# ENTRIES SUPPLIED
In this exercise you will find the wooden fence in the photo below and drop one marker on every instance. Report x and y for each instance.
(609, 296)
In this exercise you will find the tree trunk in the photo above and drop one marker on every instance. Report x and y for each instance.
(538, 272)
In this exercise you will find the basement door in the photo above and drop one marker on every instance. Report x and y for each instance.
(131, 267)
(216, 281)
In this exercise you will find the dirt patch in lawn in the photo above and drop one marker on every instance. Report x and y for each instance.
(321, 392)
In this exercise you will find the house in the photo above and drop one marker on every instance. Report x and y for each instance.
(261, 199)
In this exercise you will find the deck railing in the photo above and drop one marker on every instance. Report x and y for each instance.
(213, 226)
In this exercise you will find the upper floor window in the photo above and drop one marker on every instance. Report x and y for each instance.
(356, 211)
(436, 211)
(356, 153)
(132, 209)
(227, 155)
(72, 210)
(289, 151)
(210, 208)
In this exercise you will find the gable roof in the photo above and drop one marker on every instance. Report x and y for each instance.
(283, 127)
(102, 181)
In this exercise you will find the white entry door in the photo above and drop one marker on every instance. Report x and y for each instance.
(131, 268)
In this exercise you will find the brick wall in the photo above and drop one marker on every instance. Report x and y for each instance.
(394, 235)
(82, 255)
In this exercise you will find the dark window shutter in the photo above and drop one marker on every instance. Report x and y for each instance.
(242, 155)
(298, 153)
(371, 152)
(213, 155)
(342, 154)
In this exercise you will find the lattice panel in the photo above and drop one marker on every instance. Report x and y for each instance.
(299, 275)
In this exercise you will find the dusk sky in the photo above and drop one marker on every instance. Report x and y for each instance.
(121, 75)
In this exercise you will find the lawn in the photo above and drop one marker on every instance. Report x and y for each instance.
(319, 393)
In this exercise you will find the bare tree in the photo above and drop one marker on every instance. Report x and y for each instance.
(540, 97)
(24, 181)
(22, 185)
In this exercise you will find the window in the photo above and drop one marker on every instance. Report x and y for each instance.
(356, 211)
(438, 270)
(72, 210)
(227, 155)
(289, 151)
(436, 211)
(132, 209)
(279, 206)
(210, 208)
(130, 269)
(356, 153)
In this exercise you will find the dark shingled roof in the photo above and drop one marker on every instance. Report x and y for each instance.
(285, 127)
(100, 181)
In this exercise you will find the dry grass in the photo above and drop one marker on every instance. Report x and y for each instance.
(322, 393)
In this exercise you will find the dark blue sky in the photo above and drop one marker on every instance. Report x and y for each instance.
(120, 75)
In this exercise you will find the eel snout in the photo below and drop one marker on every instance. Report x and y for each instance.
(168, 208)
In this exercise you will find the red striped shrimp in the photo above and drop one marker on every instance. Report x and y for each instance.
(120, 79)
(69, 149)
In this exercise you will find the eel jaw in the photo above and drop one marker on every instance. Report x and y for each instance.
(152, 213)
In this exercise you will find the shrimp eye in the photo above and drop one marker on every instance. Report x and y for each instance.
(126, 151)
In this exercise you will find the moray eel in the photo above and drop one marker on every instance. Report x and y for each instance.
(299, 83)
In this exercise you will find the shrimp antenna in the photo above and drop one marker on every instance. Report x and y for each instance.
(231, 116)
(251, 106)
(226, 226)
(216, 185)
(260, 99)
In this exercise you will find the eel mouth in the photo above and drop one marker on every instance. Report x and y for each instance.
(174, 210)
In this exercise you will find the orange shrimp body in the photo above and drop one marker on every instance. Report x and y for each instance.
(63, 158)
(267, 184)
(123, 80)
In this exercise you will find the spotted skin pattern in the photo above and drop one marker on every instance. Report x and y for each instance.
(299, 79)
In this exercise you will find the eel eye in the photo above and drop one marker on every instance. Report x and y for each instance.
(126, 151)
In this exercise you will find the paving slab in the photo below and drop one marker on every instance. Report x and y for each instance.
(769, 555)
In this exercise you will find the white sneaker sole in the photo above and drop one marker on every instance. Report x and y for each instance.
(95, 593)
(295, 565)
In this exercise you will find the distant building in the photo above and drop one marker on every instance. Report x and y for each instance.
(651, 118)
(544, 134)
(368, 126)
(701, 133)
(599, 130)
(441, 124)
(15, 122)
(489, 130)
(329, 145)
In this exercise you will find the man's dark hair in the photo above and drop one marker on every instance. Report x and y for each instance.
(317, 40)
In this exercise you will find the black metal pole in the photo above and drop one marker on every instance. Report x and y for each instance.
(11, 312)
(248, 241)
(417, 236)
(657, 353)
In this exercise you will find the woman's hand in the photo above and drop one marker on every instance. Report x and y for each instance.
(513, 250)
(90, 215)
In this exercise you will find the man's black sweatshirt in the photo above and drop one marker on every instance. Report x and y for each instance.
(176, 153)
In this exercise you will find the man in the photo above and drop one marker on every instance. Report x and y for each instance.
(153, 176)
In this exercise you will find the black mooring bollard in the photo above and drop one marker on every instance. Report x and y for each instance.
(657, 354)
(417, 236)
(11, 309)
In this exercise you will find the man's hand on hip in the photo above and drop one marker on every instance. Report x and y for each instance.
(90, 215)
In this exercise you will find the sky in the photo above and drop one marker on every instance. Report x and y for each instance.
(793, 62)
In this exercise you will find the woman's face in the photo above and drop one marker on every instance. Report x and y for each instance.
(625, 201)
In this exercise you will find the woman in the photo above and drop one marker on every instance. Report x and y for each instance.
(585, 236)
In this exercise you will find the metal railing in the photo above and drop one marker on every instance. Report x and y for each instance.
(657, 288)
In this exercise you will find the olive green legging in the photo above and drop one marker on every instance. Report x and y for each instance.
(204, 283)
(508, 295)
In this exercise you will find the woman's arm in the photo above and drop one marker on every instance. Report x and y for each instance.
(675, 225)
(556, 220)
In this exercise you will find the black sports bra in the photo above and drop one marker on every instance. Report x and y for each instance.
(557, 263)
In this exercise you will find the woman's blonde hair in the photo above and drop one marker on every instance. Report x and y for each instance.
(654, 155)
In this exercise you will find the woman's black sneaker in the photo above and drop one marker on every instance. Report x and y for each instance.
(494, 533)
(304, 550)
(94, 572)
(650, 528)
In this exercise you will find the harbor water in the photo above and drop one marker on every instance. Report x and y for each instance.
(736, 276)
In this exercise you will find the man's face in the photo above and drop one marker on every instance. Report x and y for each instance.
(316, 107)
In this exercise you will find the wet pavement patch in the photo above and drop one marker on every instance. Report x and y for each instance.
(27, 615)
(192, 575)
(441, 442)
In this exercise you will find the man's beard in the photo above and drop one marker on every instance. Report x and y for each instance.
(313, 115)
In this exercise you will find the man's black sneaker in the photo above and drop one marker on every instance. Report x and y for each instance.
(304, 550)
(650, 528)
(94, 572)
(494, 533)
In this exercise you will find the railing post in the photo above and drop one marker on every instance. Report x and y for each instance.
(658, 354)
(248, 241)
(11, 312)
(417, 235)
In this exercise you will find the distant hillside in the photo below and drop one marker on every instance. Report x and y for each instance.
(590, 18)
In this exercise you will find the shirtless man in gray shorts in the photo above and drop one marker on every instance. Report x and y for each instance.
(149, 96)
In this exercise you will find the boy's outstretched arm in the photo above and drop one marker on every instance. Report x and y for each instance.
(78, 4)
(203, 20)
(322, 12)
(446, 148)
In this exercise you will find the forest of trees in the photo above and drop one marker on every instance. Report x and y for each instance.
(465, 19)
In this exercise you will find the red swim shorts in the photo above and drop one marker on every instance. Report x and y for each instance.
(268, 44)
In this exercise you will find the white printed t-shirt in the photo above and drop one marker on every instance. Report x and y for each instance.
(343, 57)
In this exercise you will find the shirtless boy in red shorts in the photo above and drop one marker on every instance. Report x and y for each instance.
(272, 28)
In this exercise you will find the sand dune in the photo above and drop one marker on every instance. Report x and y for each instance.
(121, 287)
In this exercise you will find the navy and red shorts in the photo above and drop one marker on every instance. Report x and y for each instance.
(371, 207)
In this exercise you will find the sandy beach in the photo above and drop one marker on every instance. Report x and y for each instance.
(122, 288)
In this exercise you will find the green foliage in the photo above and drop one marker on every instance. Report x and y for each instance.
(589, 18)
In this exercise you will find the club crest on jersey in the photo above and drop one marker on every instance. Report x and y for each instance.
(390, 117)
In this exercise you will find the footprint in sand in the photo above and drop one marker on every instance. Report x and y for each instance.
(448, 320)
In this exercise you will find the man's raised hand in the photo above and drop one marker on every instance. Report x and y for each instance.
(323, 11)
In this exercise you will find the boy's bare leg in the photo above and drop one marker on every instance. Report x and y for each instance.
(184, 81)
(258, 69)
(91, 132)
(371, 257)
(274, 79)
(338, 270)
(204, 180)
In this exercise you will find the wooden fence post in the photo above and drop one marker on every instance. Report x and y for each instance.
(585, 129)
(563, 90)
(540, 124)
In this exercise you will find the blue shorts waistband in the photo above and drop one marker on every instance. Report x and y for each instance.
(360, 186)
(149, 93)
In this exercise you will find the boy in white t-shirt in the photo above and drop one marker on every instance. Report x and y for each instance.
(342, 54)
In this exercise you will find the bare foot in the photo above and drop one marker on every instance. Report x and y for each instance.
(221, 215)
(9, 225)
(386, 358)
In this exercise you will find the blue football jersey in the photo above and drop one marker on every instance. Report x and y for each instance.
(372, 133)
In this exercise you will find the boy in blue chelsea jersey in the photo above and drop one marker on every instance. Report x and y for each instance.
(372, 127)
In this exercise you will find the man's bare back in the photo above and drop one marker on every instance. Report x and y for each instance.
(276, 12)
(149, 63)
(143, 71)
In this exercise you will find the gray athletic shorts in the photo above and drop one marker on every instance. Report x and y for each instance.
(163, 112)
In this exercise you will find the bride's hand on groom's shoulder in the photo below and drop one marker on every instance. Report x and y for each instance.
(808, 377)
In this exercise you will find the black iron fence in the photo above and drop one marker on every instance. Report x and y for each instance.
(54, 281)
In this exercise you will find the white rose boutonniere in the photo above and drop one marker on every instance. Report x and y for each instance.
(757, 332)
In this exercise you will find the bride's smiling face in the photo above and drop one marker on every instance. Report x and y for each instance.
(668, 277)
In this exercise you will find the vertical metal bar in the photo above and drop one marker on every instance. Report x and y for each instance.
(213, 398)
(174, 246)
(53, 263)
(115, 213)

# GOAL
Recast the lines of the listing, from the line with "In this exercise you will find the white rose" through the end of the listing, as a Markdown table with the columns Row and Line, leaving out any blank lines.

# TASK RESPONSE
| Row | Line |
|---|---|
| 1 | In this exercise you will find the white rose boutonniere in the photo above and drop one marker on every instance. Report x and y for each instance. |
| 2 | (757, 332) |
| 3 | In this exercise you will find the bride's smiling face in the photo above and drop one marker on every instance. Report x and y for each instance. |
| 4 | (668, 277) |
| 5 | In this exercise you will find the vertical metal bar in the photo above and drop one marker on every instance. Report x and y for each instance. |
| 6 | (213, 398) |
| 7 | (174, 246) |
| 8 | (53, 263) |
| 9 | (115, 213) |